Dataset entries

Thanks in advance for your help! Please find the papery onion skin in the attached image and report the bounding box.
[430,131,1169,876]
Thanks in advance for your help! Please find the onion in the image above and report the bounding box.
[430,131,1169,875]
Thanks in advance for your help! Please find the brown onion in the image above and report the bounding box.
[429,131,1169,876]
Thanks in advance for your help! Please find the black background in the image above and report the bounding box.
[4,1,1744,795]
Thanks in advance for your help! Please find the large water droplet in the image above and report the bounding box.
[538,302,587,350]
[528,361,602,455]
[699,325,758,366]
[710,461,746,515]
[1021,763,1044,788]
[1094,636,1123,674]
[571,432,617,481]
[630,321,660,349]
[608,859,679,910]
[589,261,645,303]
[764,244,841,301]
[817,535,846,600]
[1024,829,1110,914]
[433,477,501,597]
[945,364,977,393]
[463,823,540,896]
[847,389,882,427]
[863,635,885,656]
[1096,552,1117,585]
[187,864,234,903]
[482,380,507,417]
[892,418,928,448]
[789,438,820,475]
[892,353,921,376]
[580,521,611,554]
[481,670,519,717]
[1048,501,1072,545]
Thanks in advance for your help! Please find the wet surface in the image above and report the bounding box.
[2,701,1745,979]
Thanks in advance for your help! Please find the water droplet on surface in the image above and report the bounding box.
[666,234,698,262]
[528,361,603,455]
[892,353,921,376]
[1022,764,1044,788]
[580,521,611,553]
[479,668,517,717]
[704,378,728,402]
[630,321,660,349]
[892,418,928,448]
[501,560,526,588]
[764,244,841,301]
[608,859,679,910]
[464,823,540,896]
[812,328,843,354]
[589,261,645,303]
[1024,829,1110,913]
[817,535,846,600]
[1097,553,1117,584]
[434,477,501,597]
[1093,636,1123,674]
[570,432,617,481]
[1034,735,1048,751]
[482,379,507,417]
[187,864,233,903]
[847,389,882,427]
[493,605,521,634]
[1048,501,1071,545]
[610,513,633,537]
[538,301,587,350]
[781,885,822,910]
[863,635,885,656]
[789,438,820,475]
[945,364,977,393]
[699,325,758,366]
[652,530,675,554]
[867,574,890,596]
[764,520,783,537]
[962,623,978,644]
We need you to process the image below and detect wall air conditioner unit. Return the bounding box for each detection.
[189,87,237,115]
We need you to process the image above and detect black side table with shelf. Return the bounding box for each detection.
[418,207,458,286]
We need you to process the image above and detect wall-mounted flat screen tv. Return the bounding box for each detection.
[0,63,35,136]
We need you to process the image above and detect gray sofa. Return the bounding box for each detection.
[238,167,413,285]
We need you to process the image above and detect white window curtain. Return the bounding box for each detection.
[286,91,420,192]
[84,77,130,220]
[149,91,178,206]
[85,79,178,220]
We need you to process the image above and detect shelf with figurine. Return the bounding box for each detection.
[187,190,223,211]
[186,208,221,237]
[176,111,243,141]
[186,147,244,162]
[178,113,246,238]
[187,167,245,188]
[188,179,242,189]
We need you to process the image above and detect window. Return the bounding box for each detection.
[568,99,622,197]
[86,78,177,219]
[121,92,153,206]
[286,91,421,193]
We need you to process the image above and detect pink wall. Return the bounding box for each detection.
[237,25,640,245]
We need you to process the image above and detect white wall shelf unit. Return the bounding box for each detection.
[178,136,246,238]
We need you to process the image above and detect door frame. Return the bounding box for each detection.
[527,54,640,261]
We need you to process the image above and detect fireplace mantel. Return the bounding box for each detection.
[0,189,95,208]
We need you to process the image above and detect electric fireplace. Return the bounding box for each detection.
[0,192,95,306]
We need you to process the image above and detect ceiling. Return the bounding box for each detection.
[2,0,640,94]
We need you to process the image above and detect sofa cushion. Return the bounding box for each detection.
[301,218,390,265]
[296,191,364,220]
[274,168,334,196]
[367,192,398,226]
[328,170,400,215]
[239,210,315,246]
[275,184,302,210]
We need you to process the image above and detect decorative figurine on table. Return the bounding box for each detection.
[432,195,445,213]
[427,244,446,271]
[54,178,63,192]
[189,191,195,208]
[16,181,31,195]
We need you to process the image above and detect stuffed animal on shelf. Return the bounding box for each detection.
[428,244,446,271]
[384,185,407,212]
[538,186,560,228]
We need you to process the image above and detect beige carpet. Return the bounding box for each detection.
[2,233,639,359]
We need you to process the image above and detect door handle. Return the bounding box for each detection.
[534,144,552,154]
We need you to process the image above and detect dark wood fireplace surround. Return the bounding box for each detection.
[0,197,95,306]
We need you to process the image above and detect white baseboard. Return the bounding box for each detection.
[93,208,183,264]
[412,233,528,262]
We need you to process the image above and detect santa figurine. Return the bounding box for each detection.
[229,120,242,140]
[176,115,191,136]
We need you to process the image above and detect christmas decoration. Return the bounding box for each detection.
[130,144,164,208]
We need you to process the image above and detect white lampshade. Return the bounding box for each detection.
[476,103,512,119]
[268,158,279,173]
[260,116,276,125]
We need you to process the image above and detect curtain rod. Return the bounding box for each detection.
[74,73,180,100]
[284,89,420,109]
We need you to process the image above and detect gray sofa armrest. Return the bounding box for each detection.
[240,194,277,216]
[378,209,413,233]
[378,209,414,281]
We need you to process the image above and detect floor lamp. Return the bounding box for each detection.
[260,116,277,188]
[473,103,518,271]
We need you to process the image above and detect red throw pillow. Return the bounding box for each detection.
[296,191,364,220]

*Exercise prompt*:
Write each record above out again exactly as it reads.

*Response to the exercise*:
Thanks in advance for your help! Please find the papery onion skin in the attached image and report the bounding box.
[430,131,1169,876]
Thanks in advance for your help! Please find the onion in the image above and report the bounding box.
[430,131,1169,875]
Thanks in advance for your help! Please find the brown onion in the image above and report the bounding box.
[429,131,1169,876]
Thanks in advance for your help! Please find the black background in the image above and report the bounding box.
[4,1,1744,795]
Thanks in advance for your help! Please find the large water droplet in the image above and report the bounding box.
[538,302,587,350]
[528,361,602,455]
[699,325,758,366]
[710,461,746,515]
[1021,763,1044,788]
[1094,636,1123,674]
[571,432,617,481]
[630,321,660,349]
[608,859,679,910]
[589,261,645,303]
[764,244,841,301]
[817,535,846,600]
[1024,829,1110,914]
[433,477,501,597]
[945,364,977,393]
[463,823,540,896]
[847,389,882,427]
[863,635,885,656]
[1096,552,1117,585]
[187,864,234,903]
[482,380,507,417]
[892,418,928,448]
[789,438,820,475]
[892,353,921,376]
[580,521,611,554]
[481,670,519,717]
[1048,501,1072,545]
Thanks in advance for your help! Please find the wet surface in the image above and report the bounding box.
[2,701,1745,979]
Thanks in advance for your help! Please find the water droplet on surface in the image above and report the bounding box.
[666,234,698,262]
[528,361,603,455]
[892,353,921,376]
[1022,764,1044,788]
[580,521,611,553]
[479,668,517,717]
[704,378,728,402]
[630,321,660,349]
[892,418,928,448]
[501,560,526,588]
[764,244,841,301]
[608,859,679,910]
[464,823,540,896]
[812,328,843,354]
[589,261,645,303]
[1024,829,1110,913]
[817,535,846,600]
[1097,553,1117,584]
[434,477,501,597]
[1093,636,1123,674]
[570,432,617,481]
[1034,735,1048,751]
[482,379,507,417]
[187,864,233,903]
[847,389,882,427]
[493,605,521,634]
[1048,501,1071,545]
[610,513,633,537]
[538,301,587,350]
[781,885,822,910]
[863,635,885,656]
[789,438,820,475]
[945,364,977,393]
[699,325,758,366]
[652,530,675,554]
[867,574,890,596]
[764,520,783,537]
[962,623,978,644]
We need you to process the image below and detect wall air conditioner unit. Return the bounding box for each detection.
[189,87,237,115]
We need you to process the image above and detect black side table with shelf. Return the bounding box for each detection.
[418,207,458,286]
We need you to process the image above and detect wall-mounted flat screen tv. Return the bounding box for each detection.
[0,63,35,136]
We need you to process the image above and detect gray sofa. Return the bounding box for each detection.
[238,167,413,285]
We need you to process the image above and detect white window curtain. Return the bounding box for each detection.
[286,91,420,192]
[84,77,130,220]
[149,91,178,206]
[85,79,178,220]
We need you to process the image above and detect shelf with figurine. Return the bounding box for each detection.
[187,190,223,211]
[186,208,221,237]
[176,111,243,141]
[186,147,244,162]
[178,113,246,238]
[187,167,245,188]
[188,179,242,189]
We need you to process the image above and detect window. Return the bounding box for each detection.
[568,99,622,197]
[86,78,177,219]
[121,92,153,206]
[286,91,421,193]
We need you to process the image above and detect pink wall. Return the bounding box for each detection.
[237,25,640,245]
We need you to process the image above and detect white wall shelf unit. Return the bounding box for each detection.
[178,136,246,238]
We need you to process the image above and detect door frame. Return the bounding box for each detection.
[527,54,640,261]
We need you to process the image above and detect fireplace mantel. Return the bounding box for each detection.
[0,189,95,208]
We need you to process the image above and detect electric fireplace. Return the bounding box for each detection.
[0,192,95,306]
We need you to process the image above and detect ceiling. Return the bounding box for each detection.
[2,0,640,94]
We need you to process the image above and detect sofa cushion. Return the bounding box for each detection.
[301,218,390,265]
[296,191,364,220]
[274,168,334,196]
[367,192,398,226]
[328,170,400,215]
[239,210,315,246]
[275,184,302,210]
We need you to process the image above and detect decorative figurine on table. Return the bounding box for each detection.
[432,195,445,213]
[427,244,446,271]
[54,178,63,192]
[189,191,195,208]
[16,181,31,195]
We need you to process the image above and detect stuffed animal on shelf. Return the bounding box for each detection.
[428,244,446,271]
[384,185,407,212]
[538,186,560,228]
We need you to process the image above and detect beige carpet. Return the bounding box for each detection.
[2,233,639,359]
We need you to process the image above and detect door handle. Return the bounding box for each detection.
[534,144,552,154]
We need you to process the image above and detect dark wood fireplace surround. Return the bounding box for each detection.
[0,197,95,306]
We need you to process the image above and detect white baseboard. Return the bounding box for each detection.
[93,208,183,264]
[412,233,528,262]
We need you to process the image above and detect santa figurine. Return the bounding box for each detection.
[229,120,242,140]
[176,115,191,136]
We need you to process the image above and detect christmas decoration. Return the bounding box for each detection.
[130,144,164,208]
We need you to process the image above and detect white lampshade. Return the bounding box for each detection.
[476,103,512,119]
[268,158,279,173]
[260,116,276,125]
We need you to process the image above and detect curtain rod. Return the bounding box for each detection.
[74,73,180,100]
[284,89,420,109]
We need you to process the image above and detect gray sofa armrest. Return the bounding box for each detection.
[240,194,277,216]
[378,209,413,233]
[378,209,414,281]
We need you to process the image above and detect floor lamp. Return the bounding box for each detection.
[260,116,277,188]
[473,103,518,271]
We need you to process the image above and detect red throw pillow. Return the bounding box for each detection.
[296,191,364,220]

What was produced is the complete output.